» Work required:
Can you copy out word for word everything below from the row containing "of the grass." down to the row containing "[[113, 18], [9, 137], [68, 68]]", and nothing else?

» Dataset:

* Start *

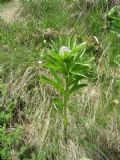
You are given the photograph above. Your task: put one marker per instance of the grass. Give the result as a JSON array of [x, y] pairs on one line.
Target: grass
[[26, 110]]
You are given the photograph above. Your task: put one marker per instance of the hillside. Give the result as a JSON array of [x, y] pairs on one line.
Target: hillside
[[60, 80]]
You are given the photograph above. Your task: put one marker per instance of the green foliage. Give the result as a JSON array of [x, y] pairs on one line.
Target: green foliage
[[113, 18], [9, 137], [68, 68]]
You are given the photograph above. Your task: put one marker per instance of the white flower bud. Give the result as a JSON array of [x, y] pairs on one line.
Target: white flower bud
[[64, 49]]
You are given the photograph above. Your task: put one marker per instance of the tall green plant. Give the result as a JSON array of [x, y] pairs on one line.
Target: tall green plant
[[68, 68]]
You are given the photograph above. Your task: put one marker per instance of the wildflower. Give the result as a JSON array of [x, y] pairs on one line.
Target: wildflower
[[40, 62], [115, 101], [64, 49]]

* End *
* Start *

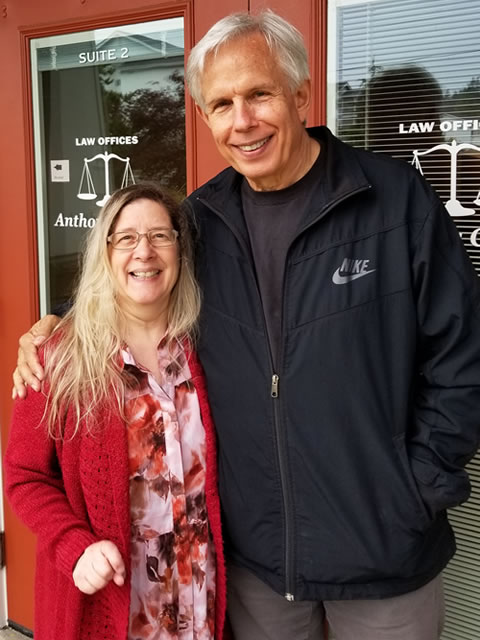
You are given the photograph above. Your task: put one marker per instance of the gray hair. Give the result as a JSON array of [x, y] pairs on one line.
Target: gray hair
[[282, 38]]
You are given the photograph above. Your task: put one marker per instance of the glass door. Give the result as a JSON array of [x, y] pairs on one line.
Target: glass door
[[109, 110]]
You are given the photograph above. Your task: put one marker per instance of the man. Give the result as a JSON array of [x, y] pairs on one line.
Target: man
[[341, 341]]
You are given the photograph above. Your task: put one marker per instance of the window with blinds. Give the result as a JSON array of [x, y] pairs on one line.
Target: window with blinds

* End *

» The reply:
You are given the photograph above. Your task: put one marker per instance of the grass. Give the result as a JSON array of [x, y] pairs on one line.
Target: grass
[[26, 110]]
You are given the photograph above. Your task: put one marker per instance of the hillside. Give the result as a JSON array of [x, y] pairs on one line.
Target: hillside
[[60, 80]]
You are given the photograph above. Your task: put one marker per instance of the green foliage. Give the result as a JSON array of [x, y] pairs on one line.
Target: green foliage
[[113, 18], [9, 137], [68, 68]]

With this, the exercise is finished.